**TASK GOAL**
Return, word for word, the lines of the listing below from the one with "positive clicks: (132, 90) (140, 93)" through the one with "positive clicks: (384, 135)", and no other lines.

**DATA RECORDS**

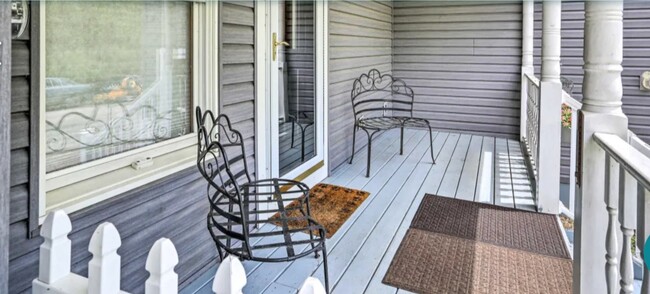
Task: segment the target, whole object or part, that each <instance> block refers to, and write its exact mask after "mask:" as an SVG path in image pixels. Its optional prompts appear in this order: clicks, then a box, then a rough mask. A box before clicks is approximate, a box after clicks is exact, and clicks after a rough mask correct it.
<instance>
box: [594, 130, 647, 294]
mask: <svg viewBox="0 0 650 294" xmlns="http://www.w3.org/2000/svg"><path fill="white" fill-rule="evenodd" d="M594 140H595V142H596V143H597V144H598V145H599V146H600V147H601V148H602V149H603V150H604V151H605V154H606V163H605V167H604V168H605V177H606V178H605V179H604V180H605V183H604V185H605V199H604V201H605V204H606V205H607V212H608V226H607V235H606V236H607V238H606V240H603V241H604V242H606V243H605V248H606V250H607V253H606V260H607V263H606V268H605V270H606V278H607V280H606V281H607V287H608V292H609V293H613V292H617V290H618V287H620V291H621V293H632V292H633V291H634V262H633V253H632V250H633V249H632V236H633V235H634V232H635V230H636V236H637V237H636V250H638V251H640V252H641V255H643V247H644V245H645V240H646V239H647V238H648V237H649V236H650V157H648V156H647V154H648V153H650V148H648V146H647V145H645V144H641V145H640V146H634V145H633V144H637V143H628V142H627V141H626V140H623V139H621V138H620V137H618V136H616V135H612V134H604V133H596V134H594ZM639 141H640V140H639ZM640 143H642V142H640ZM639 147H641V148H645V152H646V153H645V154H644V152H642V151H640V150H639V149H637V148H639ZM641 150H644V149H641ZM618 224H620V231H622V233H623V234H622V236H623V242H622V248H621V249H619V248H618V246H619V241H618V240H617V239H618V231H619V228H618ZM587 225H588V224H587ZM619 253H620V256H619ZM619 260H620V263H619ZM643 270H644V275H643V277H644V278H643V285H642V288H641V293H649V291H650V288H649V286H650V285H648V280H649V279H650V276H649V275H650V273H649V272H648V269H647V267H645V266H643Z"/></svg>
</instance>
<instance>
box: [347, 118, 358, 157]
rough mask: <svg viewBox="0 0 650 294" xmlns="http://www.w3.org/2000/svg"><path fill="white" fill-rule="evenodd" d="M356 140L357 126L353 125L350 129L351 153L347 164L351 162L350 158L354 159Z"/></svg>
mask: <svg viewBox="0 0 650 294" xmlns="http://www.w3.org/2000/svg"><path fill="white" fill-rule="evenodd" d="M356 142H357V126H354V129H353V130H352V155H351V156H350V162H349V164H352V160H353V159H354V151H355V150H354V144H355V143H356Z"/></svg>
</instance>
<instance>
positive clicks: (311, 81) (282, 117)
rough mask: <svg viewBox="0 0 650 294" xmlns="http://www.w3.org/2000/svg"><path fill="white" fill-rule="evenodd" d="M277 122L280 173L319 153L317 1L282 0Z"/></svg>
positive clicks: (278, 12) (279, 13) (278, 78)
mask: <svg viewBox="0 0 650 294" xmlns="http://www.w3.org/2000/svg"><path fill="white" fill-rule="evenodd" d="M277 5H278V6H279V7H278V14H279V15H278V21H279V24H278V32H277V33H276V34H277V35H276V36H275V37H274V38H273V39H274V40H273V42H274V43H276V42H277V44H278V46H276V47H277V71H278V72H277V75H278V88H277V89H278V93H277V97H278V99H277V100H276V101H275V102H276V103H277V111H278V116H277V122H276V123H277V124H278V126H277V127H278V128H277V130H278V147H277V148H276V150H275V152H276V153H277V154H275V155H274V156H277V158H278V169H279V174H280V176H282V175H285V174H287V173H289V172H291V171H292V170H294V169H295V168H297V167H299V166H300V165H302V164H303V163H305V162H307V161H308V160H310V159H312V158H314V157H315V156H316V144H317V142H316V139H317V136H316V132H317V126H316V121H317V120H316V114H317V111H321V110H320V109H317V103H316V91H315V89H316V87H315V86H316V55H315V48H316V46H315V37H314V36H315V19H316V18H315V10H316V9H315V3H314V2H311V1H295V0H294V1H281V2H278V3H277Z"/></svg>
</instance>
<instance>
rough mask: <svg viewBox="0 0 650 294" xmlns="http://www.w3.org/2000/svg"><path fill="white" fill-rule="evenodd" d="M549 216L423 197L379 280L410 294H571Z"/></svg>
...
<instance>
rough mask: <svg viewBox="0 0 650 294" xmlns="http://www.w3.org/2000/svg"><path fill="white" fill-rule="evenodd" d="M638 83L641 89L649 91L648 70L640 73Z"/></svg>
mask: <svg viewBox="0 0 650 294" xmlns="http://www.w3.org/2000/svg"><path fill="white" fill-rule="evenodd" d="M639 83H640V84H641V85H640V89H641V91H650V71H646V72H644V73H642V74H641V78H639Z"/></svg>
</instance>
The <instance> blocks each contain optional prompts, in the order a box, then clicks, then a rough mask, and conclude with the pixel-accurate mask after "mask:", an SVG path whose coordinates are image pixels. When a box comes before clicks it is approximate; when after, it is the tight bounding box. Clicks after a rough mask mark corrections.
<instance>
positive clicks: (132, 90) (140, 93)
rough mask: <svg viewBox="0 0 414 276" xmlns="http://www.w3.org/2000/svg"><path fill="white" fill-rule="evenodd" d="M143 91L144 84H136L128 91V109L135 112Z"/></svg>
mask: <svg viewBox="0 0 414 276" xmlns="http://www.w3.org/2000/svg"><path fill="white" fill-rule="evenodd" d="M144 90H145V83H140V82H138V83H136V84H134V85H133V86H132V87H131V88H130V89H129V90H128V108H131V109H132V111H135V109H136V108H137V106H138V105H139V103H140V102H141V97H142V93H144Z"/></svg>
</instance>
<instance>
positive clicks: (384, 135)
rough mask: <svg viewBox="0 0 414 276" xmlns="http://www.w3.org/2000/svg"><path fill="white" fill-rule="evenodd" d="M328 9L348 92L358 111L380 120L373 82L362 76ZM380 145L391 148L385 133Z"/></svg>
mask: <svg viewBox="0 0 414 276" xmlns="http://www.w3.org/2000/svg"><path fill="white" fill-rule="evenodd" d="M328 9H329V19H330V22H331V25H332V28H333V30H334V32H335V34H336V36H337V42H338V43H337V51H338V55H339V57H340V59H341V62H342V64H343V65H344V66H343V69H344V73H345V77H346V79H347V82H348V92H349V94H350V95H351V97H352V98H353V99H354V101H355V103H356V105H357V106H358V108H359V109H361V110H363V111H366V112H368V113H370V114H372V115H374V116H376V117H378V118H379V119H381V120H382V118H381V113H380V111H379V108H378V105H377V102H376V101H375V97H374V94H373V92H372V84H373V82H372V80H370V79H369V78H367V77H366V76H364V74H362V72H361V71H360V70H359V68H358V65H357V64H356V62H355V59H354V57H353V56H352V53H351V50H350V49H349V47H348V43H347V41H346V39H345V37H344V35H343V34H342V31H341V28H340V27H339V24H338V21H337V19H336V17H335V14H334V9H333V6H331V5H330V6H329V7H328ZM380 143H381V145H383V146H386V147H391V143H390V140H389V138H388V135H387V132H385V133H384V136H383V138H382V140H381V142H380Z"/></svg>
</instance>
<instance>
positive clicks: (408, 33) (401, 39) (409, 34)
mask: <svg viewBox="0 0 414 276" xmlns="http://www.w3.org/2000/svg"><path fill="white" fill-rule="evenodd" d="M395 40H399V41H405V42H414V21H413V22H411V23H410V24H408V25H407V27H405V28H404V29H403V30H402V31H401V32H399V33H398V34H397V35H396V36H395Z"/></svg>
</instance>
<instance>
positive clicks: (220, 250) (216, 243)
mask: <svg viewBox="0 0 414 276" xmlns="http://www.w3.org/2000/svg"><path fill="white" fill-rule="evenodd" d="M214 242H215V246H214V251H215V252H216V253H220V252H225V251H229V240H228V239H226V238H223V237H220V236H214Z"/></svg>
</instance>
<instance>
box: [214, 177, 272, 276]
---
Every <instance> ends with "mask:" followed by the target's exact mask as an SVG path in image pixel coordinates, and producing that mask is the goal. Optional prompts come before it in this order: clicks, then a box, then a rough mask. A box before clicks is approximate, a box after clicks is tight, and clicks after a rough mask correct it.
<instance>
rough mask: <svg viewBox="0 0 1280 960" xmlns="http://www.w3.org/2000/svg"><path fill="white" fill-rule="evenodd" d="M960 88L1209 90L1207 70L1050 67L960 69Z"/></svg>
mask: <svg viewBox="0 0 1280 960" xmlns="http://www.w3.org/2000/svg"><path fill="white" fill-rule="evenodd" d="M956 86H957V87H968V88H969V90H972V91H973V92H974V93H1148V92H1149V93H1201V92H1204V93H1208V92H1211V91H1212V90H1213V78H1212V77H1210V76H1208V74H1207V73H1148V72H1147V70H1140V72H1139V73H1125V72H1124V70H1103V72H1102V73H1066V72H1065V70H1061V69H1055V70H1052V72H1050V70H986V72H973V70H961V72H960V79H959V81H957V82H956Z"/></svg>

**YOUR SOLUTION**
positive clicks: (132, 90) (140, 93)
rough mask: <svg viewBox="0 0 414 276" xmlns="http://www.w3.org/2000/svg"><path fill="white" fill-rule="evenodd" d="M143 91L144 84H136L128 91V109L135 112Z"/></svg>
mask: <svg viewBox="0 0 414 276" xmlns="http://www.w3.org/2000/svg"><path fill="white" fill-rule="evenodd" d="M144 90H145V83H140V82H138V83H136V84H134V85H133V86H132V87H131V88H130V89H129V90H128V108H131V109H132V111H135V109H136V108H137V106H138V105H139V103H140V102H141V97H142V93H144Z"/></svg>
</instance>
<instance>
positive clicks: (384, 135)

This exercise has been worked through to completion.